╭─ PAGE

This post was originally inspired by a post on reddit.com discussing Benford's Law.
Problem: what is the probability of finding a run of at least x heads in n tosses of a fair coin?
I borrowed heavily from Schilling [1] to work this out. We're going to recursively count the number of sequences satisfying the problem to give us the probability of finding one during a sequence of tosses.
Let $A(n, x)$ be the number of sequences of length $n$ with a run of at least $x$ heads.
For $n = 3$ and $x = 2$, we have eight total sequences, of which three contain runs of at least 2 heads:
HHH, HHT, HTH, HTT
THH, THT, TTH, TTT
- sequences that start with tails and are followed by subsequences of length $(n-1)$. There are $A(n-1, x)$ such sequences that meet our needs:
T... A(n-1, x)
- sequences that start with a head and tail and are then followed subsequences of length $(n-2)$. There are $A(n-2, x)$ such subsequences which matter to us:
HT... A(n-2, x)

╰─

▶ STATED EXERCISE 1: Rescale the listing below by reproducing all of its lines, requests included, with every point coordinate in the answers multiplied by 1.65 and rounded to the nearest whole number, halves rounded up. Omit the pictures from your output.

╭─ GIVEN INFORMATION

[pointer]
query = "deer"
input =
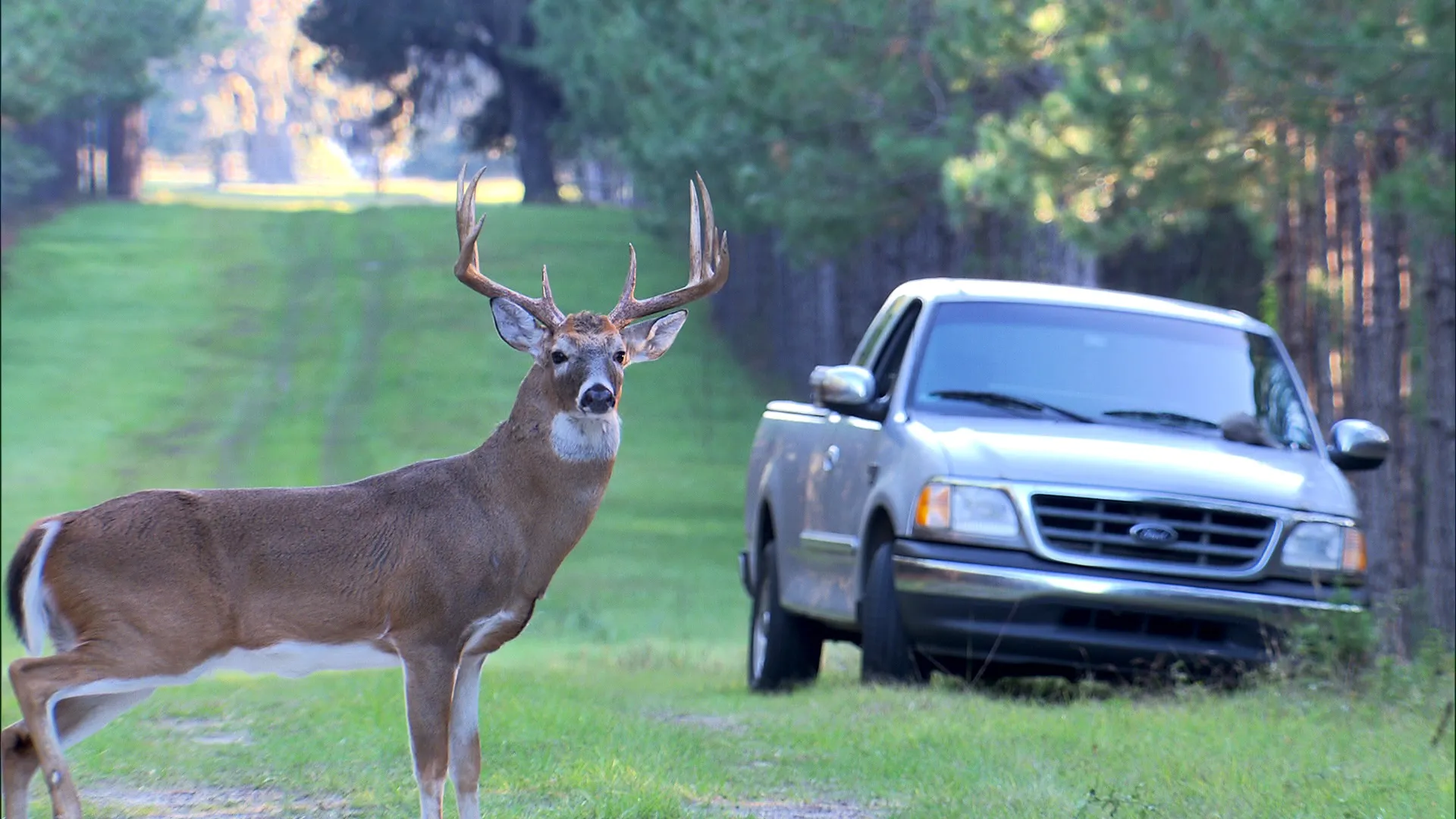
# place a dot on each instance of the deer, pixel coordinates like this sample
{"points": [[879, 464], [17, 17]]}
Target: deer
{"points": [[431, 567]]}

╰─

▶ STATED EXERCISE 2: According to the coin-toss post, how many of the eight sequences for n = 3 and x = 2 contain a run of at least 2 heads?

▶ WRITTEN ANSWER 1:
[pointer]
query = "deer"
input =
# place a dot on each instance of the deer, pixel coordinates like this sample
{"points": [[879, 464], [17, 17]]}
Target: deer
{"points": [[711, 936]]}

▶ WRITTEN ANSWER 2: Three